La nouvelle économie institutionnelle analyse comment la qualité des institutions influence l’attractivité des investissements directs étrangers en Algérie. Ce mémoire met en lumière les réformes institutionnelles entre 2000 et 2016 et leur impact sur le climat d’investissement.
SECTION II : LA NOUVELLE ECONOMIE INSTITUTIONNELLE (NEI):
La NEI s’est constitué et s’est articulé autour de la question des institutions, mais comme son nom l’indique, elle se distingue de l’ancien institutionnalisme américain. La NEI a pris son apogée à partir des années soixante-dix, et s’est constitué un programme de recherche progressif. Elle a visé l’explication théorique des institutions sociales dans des domaines aussi divers que l’histoire, le droit et l’organisation industrielle, à travers une référence commune à la minimisation des coûts de transaction.
1 Op. Cit, p 26
2 Op. Cit, p 27
3 Op. Cit, p 26
1. Présentation de la NEI :
Introduit par Williamson en 1975, le terme « New Institutional Economics » devient un terme standard sous lequel les économistes qui s’intéressent aux aspects de l’économie des institutions se sont rassemblés. Les concepts de coûts de transaction, de la rationalité procédurale et de l’idéologie ainsi que celui de l’approche de science cognitive de la NEI s’intègrent difficilement aux hypothèses de l’économie néoclassique. Son but est de faire évoluer l’analyse courante avec qui pourrait être non compromettante dans un paradigme qui ouvre un ensemble d’objectifs relatifs aux méthodes de recherche.
Le terme de NEI a été considéré comme étant une nouvelle direction, permettant aux économistes de s’extirper de leurs vieux et stériles arguments à répétition [Langlois, 1986]. La première conférence internationale de la NEI a été est organisée en 1983 pour qu’ensuite différentes contributions de la NEI ont continué à être organisé chaque année.

#### ÉNONCÉ:
Reproduisez à l'identique le passage du texte sur la nouvelle économie institutionnelle qui va de « 1 Op. Cit, p » jusqu'à « méthodes de recherche. ».

#### LIGNES DE DONNÉES:
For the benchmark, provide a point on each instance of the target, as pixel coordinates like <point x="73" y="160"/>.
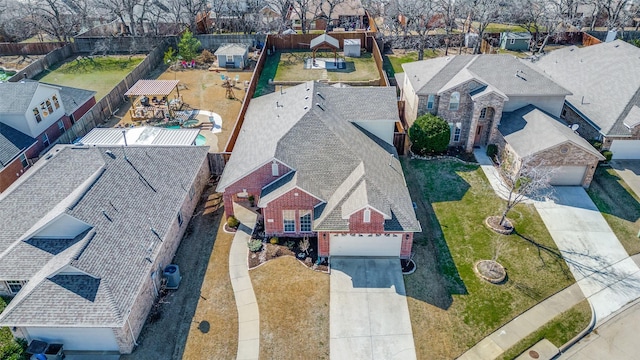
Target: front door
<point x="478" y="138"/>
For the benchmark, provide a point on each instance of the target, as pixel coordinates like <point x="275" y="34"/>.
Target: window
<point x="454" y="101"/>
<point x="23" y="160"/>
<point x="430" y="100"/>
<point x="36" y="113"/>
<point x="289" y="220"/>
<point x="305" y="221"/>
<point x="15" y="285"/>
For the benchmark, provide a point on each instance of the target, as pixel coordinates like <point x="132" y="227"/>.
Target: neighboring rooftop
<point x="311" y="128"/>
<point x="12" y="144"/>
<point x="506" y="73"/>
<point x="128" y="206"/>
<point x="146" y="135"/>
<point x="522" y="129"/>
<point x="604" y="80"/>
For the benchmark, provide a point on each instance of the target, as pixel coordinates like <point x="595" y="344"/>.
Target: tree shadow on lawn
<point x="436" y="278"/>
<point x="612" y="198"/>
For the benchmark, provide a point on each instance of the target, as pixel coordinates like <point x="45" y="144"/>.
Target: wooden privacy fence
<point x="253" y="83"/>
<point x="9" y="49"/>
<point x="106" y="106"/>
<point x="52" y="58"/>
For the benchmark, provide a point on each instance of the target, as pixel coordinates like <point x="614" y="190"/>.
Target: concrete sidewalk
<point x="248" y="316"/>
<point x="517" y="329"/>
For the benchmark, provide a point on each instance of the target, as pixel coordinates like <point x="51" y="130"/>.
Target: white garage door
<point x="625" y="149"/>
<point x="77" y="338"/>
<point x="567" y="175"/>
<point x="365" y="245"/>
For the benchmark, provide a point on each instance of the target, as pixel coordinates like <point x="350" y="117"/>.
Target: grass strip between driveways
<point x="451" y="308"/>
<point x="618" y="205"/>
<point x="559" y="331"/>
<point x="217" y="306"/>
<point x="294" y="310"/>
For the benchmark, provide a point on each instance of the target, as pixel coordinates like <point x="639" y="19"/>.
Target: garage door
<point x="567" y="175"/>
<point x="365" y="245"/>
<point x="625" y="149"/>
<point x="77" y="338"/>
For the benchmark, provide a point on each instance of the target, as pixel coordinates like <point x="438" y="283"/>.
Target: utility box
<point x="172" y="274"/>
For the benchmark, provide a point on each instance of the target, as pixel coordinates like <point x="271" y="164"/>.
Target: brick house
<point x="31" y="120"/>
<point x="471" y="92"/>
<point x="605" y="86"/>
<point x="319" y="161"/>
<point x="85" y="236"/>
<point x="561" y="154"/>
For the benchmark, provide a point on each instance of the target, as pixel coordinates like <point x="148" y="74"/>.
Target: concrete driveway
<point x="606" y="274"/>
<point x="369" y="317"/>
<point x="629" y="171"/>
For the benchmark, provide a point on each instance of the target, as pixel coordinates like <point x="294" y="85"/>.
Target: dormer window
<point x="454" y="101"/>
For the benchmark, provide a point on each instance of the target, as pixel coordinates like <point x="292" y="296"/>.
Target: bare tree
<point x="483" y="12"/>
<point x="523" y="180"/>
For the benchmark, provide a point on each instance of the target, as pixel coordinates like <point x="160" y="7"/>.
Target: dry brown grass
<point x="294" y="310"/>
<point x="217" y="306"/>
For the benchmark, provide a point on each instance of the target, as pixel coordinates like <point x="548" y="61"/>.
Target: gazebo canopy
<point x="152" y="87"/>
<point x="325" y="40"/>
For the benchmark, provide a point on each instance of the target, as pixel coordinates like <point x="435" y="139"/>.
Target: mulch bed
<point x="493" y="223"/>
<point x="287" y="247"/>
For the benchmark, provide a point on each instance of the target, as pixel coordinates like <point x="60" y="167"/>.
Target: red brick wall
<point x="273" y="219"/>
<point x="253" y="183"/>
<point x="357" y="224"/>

#### RÉPONSE:
1 Op. Cit, p 26
2 Op. Cit, p 27
3 Op. Cit, p 26
1. Présentation de la NEI :
Introduit par Williamson en 1975, le terme « New Institutional Economics » devient un terme standard sous lequel les économistes qui s’intéressent aux aspects de l’économie des institutions se sont rassemblés. Les concepts de coûts de transaction, de la rationalité procédurale et de l’idéologie ainsi que celui de l’approche de science cognitive de la NEI s’intègrent difficilement aux hypothèses de l’économie néoclassique. Son but est de faire évoluer l’analyse courante avec qui pourrait être non compromettante dans un paradigme qui ouvre un ensemble d’objectifs relatifs aux méthodes de recherche.